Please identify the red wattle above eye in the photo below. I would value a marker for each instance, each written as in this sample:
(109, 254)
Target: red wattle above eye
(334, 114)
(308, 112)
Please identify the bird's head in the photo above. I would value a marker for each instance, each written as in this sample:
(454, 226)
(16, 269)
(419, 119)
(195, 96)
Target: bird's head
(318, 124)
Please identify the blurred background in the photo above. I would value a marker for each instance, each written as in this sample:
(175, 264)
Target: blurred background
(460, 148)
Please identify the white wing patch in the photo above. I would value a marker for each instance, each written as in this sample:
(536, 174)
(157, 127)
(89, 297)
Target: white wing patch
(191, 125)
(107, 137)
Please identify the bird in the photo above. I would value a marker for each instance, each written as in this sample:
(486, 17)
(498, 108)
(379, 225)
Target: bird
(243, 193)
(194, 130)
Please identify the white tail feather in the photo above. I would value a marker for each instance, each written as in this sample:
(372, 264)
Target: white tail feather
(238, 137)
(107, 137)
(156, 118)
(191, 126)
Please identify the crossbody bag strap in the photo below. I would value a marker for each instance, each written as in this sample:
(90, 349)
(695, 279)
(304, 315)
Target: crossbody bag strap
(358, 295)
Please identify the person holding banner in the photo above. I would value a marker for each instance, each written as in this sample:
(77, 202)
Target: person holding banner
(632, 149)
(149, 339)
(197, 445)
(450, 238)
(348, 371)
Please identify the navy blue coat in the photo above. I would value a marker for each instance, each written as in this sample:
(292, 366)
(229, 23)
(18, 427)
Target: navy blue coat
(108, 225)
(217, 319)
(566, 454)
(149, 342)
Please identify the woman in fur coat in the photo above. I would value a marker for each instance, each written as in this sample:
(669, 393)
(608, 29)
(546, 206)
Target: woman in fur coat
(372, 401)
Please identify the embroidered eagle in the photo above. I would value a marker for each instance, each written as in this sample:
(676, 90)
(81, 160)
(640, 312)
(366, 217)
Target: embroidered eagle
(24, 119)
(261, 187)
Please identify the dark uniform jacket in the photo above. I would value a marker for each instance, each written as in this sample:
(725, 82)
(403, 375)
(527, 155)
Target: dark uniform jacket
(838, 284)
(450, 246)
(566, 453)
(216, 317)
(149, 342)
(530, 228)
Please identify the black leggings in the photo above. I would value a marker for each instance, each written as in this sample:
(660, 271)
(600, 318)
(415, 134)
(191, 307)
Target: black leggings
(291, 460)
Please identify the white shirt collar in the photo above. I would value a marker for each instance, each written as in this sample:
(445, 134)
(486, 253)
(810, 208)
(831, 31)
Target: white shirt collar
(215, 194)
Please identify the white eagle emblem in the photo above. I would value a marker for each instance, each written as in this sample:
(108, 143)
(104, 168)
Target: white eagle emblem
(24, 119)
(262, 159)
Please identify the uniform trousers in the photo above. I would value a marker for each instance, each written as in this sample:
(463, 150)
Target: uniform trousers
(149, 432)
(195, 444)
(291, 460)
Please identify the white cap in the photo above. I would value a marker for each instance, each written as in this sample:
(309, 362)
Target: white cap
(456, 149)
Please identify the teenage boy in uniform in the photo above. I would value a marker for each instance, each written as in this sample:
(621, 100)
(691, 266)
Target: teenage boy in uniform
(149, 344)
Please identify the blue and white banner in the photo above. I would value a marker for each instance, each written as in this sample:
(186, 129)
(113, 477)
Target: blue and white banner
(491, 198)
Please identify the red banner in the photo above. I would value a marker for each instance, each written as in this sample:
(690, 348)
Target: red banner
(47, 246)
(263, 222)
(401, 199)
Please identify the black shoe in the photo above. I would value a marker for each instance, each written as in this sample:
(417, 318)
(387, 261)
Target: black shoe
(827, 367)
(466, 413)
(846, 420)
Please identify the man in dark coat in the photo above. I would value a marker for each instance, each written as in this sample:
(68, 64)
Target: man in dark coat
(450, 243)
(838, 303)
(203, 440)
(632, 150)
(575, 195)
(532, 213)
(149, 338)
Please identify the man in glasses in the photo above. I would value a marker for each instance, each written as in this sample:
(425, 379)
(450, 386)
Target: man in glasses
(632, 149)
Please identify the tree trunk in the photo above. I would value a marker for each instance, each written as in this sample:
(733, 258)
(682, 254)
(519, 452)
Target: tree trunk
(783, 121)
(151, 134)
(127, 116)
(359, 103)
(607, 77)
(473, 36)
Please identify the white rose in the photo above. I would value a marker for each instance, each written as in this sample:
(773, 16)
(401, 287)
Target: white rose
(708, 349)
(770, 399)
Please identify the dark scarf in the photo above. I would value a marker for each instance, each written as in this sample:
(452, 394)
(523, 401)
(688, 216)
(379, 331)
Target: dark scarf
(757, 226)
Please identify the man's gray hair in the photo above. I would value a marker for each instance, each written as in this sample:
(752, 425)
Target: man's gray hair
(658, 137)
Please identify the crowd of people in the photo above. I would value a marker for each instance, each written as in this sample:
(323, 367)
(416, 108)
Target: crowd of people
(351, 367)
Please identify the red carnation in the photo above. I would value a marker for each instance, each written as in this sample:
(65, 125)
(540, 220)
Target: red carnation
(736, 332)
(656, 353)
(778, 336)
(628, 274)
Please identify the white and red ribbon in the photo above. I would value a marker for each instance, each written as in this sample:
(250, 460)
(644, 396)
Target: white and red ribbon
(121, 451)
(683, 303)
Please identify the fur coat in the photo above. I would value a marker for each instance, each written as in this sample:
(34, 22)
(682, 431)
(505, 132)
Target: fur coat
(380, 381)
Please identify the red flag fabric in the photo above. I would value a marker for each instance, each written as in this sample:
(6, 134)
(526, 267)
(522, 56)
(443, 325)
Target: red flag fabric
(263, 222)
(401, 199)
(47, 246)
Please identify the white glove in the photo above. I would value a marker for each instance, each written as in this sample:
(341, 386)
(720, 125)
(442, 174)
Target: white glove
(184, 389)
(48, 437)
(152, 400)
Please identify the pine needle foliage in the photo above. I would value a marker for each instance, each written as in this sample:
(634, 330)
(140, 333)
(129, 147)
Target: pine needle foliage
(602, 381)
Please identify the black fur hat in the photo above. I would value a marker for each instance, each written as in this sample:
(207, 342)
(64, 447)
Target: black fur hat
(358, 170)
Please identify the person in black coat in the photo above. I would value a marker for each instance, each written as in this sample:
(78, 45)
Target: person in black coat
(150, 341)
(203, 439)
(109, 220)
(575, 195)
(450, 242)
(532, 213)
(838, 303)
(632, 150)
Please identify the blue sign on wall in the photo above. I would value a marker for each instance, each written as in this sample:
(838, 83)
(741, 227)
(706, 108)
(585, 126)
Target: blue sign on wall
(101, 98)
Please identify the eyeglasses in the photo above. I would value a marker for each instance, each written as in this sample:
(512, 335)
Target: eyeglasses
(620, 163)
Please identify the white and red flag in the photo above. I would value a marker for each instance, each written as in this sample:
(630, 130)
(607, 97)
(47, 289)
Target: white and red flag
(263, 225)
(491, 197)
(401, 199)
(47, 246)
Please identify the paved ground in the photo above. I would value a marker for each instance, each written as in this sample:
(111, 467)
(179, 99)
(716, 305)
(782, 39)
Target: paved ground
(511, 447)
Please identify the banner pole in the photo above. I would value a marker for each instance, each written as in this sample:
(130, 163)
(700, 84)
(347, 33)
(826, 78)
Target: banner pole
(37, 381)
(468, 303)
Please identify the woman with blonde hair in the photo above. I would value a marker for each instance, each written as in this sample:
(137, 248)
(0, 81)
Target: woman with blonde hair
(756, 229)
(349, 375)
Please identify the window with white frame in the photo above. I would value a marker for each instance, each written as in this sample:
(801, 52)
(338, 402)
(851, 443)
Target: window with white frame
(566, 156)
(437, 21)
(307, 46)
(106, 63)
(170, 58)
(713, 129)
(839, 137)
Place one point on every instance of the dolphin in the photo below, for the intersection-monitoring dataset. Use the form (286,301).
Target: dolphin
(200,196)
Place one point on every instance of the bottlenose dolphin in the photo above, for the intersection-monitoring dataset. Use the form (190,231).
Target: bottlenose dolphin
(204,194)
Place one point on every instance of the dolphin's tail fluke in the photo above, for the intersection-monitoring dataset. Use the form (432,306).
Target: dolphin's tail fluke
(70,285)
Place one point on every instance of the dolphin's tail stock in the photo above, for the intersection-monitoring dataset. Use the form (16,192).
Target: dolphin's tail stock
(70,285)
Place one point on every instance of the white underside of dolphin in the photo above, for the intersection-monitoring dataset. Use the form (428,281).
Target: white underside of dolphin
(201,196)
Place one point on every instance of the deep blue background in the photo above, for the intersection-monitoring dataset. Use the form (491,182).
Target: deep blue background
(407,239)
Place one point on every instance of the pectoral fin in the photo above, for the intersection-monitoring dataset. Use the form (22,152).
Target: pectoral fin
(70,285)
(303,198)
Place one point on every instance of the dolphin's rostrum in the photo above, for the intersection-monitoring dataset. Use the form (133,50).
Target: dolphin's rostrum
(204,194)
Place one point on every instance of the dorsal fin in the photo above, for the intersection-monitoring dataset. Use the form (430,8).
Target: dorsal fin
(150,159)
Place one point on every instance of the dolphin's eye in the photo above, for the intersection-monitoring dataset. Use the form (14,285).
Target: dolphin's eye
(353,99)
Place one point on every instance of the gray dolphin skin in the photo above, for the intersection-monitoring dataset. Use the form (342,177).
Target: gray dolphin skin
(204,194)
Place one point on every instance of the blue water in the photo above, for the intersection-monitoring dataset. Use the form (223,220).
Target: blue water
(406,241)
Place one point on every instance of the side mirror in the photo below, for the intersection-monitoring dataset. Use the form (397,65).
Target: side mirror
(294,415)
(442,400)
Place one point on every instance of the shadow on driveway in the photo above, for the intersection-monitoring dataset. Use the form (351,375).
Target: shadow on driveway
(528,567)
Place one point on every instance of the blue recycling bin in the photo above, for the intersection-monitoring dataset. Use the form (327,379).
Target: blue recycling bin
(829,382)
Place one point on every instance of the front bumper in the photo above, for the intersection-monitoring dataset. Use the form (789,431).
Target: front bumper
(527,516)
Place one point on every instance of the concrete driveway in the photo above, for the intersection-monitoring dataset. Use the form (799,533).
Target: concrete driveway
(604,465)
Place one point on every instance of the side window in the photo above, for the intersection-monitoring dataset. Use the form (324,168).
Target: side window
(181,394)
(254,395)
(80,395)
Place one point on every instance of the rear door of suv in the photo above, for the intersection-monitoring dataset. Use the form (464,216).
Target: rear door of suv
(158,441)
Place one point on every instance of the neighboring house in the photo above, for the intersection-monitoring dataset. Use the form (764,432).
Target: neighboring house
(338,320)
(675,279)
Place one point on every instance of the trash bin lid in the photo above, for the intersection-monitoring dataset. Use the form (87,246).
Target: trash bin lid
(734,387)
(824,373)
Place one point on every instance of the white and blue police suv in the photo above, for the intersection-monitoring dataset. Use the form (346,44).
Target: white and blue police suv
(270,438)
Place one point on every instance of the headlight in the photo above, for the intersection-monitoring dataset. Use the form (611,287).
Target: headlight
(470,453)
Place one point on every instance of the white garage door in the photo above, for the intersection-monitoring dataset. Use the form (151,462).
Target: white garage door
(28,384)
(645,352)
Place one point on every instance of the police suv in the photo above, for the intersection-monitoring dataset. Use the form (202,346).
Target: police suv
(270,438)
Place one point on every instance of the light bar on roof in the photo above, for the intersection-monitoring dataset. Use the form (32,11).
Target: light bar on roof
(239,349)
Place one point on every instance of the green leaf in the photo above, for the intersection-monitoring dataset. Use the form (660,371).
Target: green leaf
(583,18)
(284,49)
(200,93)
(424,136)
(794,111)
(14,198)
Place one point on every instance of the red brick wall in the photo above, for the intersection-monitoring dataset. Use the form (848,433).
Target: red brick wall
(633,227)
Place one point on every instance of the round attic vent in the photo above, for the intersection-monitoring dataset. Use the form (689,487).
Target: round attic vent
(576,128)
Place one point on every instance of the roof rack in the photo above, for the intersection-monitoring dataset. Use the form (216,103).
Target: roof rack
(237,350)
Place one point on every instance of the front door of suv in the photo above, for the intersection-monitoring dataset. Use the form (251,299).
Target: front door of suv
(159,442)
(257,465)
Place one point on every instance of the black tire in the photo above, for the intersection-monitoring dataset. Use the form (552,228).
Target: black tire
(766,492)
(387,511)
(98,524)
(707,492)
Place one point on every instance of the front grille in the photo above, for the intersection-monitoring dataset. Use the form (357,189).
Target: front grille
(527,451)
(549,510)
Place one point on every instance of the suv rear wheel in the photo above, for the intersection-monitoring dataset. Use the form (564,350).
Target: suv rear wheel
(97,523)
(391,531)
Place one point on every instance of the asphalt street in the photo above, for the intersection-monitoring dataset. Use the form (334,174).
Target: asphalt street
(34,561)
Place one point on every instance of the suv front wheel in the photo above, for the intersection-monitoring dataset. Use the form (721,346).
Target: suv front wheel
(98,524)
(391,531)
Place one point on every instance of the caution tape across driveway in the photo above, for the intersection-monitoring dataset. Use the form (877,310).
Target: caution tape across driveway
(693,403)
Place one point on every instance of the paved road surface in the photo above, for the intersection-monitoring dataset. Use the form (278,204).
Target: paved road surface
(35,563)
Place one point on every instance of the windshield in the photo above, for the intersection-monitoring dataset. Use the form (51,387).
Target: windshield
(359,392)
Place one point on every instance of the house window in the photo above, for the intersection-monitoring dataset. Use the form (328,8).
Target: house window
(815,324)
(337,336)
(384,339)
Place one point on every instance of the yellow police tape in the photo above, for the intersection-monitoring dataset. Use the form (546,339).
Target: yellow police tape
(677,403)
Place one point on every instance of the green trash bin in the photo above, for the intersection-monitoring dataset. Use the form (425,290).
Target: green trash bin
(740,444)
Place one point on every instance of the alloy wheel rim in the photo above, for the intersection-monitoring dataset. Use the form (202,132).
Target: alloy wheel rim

------

Activity →
With the line holding "Target: side mirror" as the first and the line holding "Place one point on every instance of the front bumper" as the last, set down that range of the entries above exactly, and nothing else.

Task result →
Target: side mirror
(294,415)
(442,400)
Place one point on every instance of the shadow on driveway in the photo above, for the intersection-monitoring dataset. Use the form (351,375).
Target: shadow on driveway
(528,567)
Place one point on every instance of the blue recycling bin in the photo above, for the intersection-monitoring dataset. Use the form (327,379).
Target: blue recycling bin
(829,382)
Place one point on every instance of the front bumper in the photo above, for the intersection-monitoring dataset. Use the form (789,431).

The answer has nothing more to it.